> **Written exercise**
Reproduce the material from its beginning through the line containing "(1198, 536)", replacing "orange running shoe" with "red running shoe" and leaving everything else as it is.
◇ ◇ ◇
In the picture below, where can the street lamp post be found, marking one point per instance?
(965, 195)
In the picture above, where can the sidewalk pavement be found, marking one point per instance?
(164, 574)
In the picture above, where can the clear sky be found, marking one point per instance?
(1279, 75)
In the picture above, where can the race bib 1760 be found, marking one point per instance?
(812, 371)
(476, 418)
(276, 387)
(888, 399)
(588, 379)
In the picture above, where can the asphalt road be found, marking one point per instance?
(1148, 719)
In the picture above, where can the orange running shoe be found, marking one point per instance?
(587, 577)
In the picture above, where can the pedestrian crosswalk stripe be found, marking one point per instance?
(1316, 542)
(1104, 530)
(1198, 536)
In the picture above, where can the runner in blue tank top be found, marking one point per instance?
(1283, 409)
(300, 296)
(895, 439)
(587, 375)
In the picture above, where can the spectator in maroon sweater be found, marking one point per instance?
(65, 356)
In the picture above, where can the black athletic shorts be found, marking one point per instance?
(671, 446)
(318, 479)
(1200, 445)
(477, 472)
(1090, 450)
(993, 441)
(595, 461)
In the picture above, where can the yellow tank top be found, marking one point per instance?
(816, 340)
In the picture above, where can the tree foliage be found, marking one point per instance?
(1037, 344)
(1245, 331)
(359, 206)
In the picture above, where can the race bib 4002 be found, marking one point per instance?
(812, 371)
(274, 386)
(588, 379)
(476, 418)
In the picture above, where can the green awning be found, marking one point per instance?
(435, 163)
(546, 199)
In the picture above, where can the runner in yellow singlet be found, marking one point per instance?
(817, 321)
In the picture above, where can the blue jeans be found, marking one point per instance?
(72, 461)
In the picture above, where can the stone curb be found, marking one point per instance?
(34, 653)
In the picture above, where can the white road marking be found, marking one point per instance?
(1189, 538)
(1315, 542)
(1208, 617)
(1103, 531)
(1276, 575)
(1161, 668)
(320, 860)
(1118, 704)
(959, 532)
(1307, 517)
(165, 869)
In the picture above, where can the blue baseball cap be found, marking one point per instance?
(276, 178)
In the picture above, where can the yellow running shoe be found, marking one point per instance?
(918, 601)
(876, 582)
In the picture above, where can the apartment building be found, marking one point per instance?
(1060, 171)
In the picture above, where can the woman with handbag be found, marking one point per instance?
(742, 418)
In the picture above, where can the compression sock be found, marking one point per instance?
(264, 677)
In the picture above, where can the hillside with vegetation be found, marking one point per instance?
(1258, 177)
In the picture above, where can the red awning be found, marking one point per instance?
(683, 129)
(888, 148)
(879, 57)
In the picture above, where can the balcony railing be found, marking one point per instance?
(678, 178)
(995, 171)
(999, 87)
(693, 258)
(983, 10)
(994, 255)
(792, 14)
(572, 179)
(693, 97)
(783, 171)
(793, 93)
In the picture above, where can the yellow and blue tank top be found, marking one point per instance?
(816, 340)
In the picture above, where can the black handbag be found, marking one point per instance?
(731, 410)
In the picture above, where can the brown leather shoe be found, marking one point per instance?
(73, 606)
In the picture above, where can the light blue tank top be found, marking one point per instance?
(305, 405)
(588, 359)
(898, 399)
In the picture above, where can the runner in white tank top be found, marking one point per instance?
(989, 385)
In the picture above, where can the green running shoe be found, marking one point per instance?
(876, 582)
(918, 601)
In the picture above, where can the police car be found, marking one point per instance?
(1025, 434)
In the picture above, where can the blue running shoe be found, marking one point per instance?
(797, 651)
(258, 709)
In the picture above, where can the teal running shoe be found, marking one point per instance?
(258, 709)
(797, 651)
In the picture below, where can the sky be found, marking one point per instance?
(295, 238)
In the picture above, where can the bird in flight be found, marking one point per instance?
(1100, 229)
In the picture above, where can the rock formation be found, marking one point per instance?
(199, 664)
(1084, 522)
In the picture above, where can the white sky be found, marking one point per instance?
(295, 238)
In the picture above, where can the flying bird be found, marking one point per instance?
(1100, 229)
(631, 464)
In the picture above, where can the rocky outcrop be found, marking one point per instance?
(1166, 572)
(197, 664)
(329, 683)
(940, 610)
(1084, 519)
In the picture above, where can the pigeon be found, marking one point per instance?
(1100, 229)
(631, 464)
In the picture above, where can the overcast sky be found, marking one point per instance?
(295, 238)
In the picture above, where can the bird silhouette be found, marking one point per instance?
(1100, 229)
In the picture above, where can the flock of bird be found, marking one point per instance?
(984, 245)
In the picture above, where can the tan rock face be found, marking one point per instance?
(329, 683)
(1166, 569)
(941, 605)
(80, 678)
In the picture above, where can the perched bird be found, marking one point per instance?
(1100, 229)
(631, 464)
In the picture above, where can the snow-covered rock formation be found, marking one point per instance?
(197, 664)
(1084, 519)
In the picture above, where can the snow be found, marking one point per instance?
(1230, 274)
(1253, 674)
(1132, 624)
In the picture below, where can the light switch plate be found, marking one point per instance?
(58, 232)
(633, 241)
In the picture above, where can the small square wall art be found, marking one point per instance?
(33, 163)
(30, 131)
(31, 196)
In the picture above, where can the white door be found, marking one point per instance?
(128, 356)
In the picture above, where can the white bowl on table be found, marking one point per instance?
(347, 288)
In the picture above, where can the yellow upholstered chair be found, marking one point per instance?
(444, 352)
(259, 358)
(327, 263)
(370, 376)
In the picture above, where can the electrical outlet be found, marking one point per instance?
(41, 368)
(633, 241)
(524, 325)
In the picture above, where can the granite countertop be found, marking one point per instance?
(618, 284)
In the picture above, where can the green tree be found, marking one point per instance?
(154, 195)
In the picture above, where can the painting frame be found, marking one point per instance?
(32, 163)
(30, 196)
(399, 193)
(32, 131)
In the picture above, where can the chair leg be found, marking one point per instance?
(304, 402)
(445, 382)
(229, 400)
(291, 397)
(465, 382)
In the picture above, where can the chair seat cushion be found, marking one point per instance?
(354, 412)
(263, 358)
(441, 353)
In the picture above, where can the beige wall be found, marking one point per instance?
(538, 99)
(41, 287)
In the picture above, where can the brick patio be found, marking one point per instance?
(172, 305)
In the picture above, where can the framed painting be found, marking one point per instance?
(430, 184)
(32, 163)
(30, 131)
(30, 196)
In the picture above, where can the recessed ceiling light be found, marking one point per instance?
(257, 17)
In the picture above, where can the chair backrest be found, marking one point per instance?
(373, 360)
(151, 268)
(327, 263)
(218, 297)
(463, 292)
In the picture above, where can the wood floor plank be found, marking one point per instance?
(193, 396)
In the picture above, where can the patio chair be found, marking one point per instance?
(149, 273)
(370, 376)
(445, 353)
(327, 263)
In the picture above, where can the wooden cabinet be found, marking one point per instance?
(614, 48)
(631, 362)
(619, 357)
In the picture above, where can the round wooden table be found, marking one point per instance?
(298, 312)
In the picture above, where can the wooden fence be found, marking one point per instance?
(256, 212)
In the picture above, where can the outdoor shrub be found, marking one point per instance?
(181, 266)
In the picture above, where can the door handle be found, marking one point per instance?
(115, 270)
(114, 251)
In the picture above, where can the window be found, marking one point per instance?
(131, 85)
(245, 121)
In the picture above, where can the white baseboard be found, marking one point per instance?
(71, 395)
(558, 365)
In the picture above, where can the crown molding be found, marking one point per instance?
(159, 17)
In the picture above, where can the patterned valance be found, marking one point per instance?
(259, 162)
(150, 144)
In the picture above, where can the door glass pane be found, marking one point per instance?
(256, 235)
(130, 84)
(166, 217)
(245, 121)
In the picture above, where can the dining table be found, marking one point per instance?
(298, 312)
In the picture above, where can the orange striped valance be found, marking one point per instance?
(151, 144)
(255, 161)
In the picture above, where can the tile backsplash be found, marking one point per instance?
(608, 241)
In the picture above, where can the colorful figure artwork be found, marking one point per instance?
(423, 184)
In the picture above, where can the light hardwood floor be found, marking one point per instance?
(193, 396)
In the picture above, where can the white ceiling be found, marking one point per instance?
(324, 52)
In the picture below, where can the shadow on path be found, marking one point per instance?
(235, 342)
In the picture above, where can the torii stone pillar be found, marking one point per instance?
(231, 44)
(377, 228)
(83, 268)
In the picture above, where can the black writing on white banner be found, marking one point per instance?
◇ ◇ ◇
> **Solution to the exercise**
In the picture below, where can the street lamp post be found, marking one point per instance?
(965, 195)
In the picture above, where can the sidewalk pavement be found, marking one point per instance?
(164, 574)
In the picture above, where can the clear sky be found, marking one point per instance?
(1279, 75)
In the picture above, where can the race bib 1760 be found, marking one point per instance?
(812, 371)
(476, 418)
(276, 387)
(888, 399)
(588, 379)
In the picture above, where can the asphalt road be found, marking one point per instance?
(1148, 719)
In the picture above, where can the red running shoe be found, marking one point per instance?
(587, 577)
In the picture above, where can the pedestrian crosswalk stripe be found, marking one point per instance?
(1316, 542)
(1104, 530)
(1198, 536)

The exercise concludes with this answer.